→ VOLTOOI HET VOLGENDE
1. Beantwoord op basis van de tekst over acamprosaat de volgende vragen:
(a) Met welke maat evalueerden de auteurs de statistische heterogeniteit?
(b) Hoe lang duurde de behandeling in de studies?
(c) In hoeveel Europese studies bleek acamprosaat effectief?
2. Noem alle manieren of plaatsen van rekrutering die de tekst over acamprosaat vermeldt.
3. Schrijf een vervolg op de tekst over acamprosaat.

→ TEKSTFRAGMENT
"""

De auteurs evalueerden de statistische heterogeniteit met behulp van de I². Een deel van deze heterogeniteit kon verklaard worden door verschillen in aanwezigheid van bias. De studies verschilden onderling ook sterk op het vlak van de duur van de behandeling (12 tot 52 weken) en de follow-up periode (12 tot 108 weken). In Europese studies gebeurde de rekrutering meestal in hospitalen of via behandelprogramma’s terwijl Amerikaanse studies meestal via advertenties en verwijzingen rekruteerden. Deze verschillen in rekrutering kunnen geleid hebben tot populaties met een verschillende ernst van problematisch alcoholgebruik en dus ook een verschil in effect van de gebruikte medicijnen. Zo bleek dat acamprosaat niet effectief was in 4 Amerikaanse maar wel in 16 Europese studies.

"""

(Gegevens voor objectverankering in natuurlijke taal)
"""

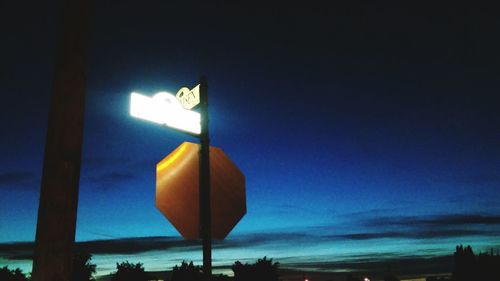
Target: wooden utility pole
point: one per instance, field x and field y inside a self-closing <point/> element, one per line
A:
<point x="55" y="232"/>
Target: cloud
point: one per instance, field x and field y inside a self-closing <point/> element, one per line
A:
<point x="24" y="250"/>
<point x="443" y="220"/>
<point x="15" y="179"/>
<point x="108" y="180"/>
<point x="426" y="234"/>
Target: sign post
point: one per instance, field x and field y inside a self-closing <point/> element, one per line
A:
<point x="165" y="109"/>
<point x="205" y="210"/>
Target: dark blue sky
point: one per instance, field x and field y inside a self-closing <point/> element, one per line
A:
<point x="347" y="120"/>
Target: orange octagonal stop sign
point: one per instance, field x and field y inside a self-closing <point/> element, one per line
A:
<point x="177" y="191"/>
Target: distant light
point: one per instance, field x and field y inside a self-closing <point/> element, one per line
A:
<point x="164" y="108"/>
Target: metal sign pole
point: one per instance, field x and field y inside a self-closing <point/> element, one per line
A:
<point x="205" y="209"/>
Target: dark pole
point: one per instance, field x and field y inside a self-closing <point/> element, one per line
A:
<point x="56" y="225"/>
<point x="205" y="210"/>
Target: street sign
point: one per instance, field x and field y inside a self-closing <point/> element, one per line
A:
<point x="177" y="192"/>
<point x="164" y="108"/>
<point x="189" y="98"/>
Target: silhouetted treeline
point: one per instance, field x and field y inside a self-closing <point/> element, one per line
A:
<point x="263" y="270"/>
<point x="469" y="267"/>
<point x="7" y="274"/>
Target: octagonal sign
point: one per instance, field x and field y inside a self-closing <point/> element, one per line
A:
<point x="177" y="191"/>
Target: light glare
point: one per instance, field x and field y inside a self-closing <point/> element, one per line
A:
<point x="163" y="108"/>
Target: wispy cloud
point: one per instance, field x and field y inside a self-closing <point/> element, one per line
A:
<point x="427" y="234"/>
<point x="443" y="220"/>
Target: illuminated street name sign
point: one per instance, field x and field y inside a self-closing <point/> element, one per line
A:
<point x="189" y="98"/>
<point x="164" y="108"/>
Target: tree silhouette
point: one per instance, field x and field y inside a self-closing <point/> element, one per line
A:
<point x="186" y="272"/>
<point x="465" y="266"/>
<point x="83" y="270"/>
<point x="12" y="275"/>
<point x="127" y="271"/>
<point x="263" y="270"/>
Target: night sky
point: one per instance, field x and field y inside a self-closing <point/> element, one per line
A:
<point x="363" y="130"/>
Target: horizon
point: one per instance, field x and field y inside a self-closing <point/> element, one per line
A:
<point x="361" y="129"/>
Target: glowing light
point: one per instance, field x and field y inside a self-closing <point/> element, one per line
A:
<point x="189" y="98"/>
<point x="163" y="108"/>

"""

→ ANTWOORDEN OP VOLGORDE
1.
(a) Met de I².
(b) Van 12 tot 52 weken.
(c) In 16 Europese studies.

2. Hospitalen, behandelprogramma’s, advertenties, verwijzingen

3.
Omwille van de heterogeniteit in follow-up periode en klinische setting moeten de gepoolde NNT’s en NNH’s dan ook voorzichtig geïnterpreteerd worden (6).
Interpretatie van de resultaten
De auteurs besluiten dat oraal acamprosaat en 50 mg oraal naltrexon in vergelijking met placebo het herval in overmatig drinken statistisch significant verminderen. Een subgroepanalyse in functie van het risico van bias toonde echter aan dat het effect van acamprosaat versus placebo het grootst was in studies met hoog en onduidelijk risico, minder in studies met matig risico en niet langer statistisch significant in studies met laag risico. Alleen met 50 mg oraal naltrexon toonde men versus placebo een statistisch significante daling aan van het herval in buitensporig drinken.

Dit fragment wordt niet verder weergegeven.